YOUR OBJECTIVE »
Rewrite the entries below with every "keypoint" changed to "marker", keeping everything else the same.

RAW RECORDS »
__________
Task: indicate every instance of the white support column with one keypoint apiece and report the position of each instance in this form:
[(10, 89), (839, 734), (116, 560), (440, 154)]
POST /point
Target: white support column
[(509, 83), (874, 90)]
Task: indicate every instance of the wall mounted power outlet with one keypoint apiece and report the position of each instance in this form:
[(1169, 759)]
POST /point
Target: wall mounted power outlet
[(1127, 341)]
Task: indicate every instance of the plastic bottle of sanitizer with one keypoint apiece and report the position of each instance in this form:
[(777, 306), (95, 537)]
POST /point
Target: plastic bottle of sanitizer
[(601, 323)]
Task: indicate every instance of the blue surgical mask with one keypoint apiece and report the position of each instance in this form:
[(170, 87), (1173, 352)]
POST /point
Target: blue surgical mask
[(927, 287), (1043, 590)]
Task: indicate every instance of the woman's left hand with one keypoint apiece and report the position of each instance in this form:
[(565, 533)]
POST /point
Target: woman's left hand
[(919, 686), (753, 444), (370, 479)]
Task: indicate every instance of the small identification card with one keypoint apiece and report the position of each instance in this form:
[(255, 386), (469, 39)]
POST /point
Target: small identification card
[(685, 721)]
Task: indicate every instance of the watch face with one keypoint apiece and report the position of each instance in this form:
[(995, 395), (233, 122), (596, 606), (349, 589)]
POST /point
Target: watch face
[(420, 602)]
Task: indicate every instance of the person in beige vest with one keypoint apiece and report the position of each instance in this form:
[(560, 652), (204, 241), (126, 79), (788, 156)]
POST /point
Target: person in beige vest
__________
TASK OUTPUT »
Task: indicate every instance of the white support column with one marker apiece and report the position of each instance in this form:
[(10, 89), (839, 734), (116, 560), (440, 154)]
POST /point
Target: white support column
[(509, 83), (874, 90)]
Task: indicate every instance of the wall mounted power outlet with one marker apiece and report the position of each instance in this form:
[(1169, 759)]
POST /point
Target: wall mounted power outlet
[(1127, 341)]
Task: indicate every instance of the plastic bottle of sanitizer with one marker apiece and report the position of each instance in this form:
[(777, 306), (95, 537)]
POST /point
Target: plastic bottle of sanitizer
[(601, 323)]
Task: indicate every instance of the blue surgical mask with one marker apiece and report the position of each instance in this form:
[(170, 87), (1173, 352)]
POST /point
Target: blue surgical mask
[(927, 287), (1043, 590)]
Task: indicate every instance of the woman's left hand with one marker apiece and report the position of each instance in this form:
[(565, 533)]
POST /point
Target: woman's left hand
[(919, 686), (753, 444), (370, 479)]
Task: indicate every instance of the small identification card with one marker apiece and report the position of each instance in this form:
[(255, 386), (469, 39)]
POST /point
Target: small identification card
[(685, 721)]
Task: indicate every instance of the watch face with one marker apiece and report the position of each instance in this form:
[(995, 395), (233, 122), (596, 606), (349, 589)]
POST /point
Target: watch face
[(420, 602)]
Task: indicate every instance of the person in beige vest with one marker apiece and report the position of each instance in this form:
[(560, 652), (204, 241), (126, 79), (788, 156)]
POST /point
Target: person in beige vest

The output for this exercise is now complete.